Saved data
◆ ◆ ◆ ◆ ◆ ◆ ◆

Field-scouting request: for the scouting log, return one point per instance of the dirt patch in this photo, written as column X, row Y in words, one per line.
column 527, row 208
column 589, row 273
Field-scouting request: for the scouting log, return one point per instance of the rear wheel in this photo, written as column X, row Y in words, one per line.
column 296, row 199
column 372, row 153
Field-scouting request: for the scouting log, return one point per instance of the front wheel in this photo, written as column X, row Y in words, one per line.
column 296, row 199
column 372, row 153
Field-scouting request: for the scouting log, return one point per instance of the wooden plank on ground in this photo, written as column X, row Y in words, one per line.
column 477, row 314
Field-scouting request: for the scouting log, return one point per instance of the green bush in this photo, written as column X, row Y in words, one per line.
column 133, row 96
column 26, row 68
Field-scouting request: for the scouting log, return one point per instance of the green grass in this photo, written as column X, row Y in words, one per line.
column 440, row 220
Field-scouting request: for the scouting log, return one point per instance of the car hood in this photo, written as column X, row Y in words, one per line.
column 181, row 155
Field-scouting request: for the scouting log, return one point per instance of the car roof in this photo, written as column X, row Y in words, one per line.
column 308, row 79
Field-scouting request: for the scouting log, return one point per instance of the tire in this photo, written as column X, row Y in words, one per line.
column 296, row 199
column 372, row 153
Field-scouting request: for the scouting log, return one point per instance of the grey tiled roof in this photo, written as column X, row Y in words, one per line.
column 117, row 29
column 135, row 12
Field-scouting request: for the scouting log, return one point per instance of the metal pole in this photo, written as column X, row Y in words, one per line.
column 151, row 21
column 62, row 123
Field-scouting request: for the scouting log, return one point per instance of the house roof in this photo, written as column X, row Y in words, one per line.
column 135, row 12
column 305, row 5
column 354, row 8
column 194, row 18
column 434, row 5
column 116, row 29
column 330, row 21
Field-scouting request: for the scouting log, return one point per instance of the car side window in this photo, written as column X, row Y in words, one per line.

◆ ◆ ◆ ◆ ◆ ◆ ◆

**EXERCISE DIRECTIONS:** Set out every line of the material above as a numbered list, leaving out any blank lines.

**REPLY:**
1. Field-scouting request: for the scouting log, return one point per instance of the dirt patch in this photo, written as column X, row Y in words, one per line.
2. column 527, row 208
3. column 589, row 273
4. Field-scouting request: for the scouting log, return one point per instance of the rear wheel in this photo, written as column X, row Y in words, one per line.
5. column 296, row 199
6. column 372, row 153
7. Field-scouting request: for the scouting log, return one point per instance of the front wheel in this photo, written as column X, row Y in words, one per line.
8. column 296, row 199
9. column 372, row 153
10. Field-scouting request: for the scouting log, return one point per instance of the wooden plank on ground in this photo, written as column X, row Y in words, one per line.
11. column 477, row 314
12. Field-scouting request: for the scouting log, return one point per instance of the green bush in this photo, written as column X, row Y in words, one per line.
13. column 133, row 96
14. column 26, row 68
15. Field-scouting request: for the scouting log, return one point per instance of the green grass in this photo, written as column X, row Y in words, one per line.
16. column 440, row 220
17. Field-scouting request: for the scouting log, return one point per instance of the car hood in this photo, written as column X, row Y in words, one per line.
18. column 181, row 155
19. Field-scouting request: for the scouting log, return one point per instance of the car roof in this photo, written as column X, row Y in words, one per line.
20. column 308, row 79
21. Field-scouting request: for the scouting log, return one point per instance of the tire in this photo, written as column X, row Y in words, one per line.
22. column 296, row 199
23. column 372, row 153
24. Field-scouting request: for the scouting log, return one point per instance of the grey tiled roof in this photo, written as column X, row Y in words, one per line.
25. column 117, row 29
26. column 135, row 12
27. Field-scouting request: for the scouting log, return one point per instance of the metal pole in this photo, written as column X, row Y in words, one per line.
28. column 151, row 21
29. column 62, row 123
30. Field-scouting request: for the scouting log, return one point per instance of the house roof in this photo, written as column X, row Y in words, one per line.
31. column 135, row 12
32. column 305, row 5
33. column 354, row 8
34. column 194, row 18
35. column 434, row 5
36. column 116, row 29
37. column 330, row 21
38. Field-scouting request: for the scouting log, return one point per instance of the car side window in this photo, written as column X, row Y in words, one per line.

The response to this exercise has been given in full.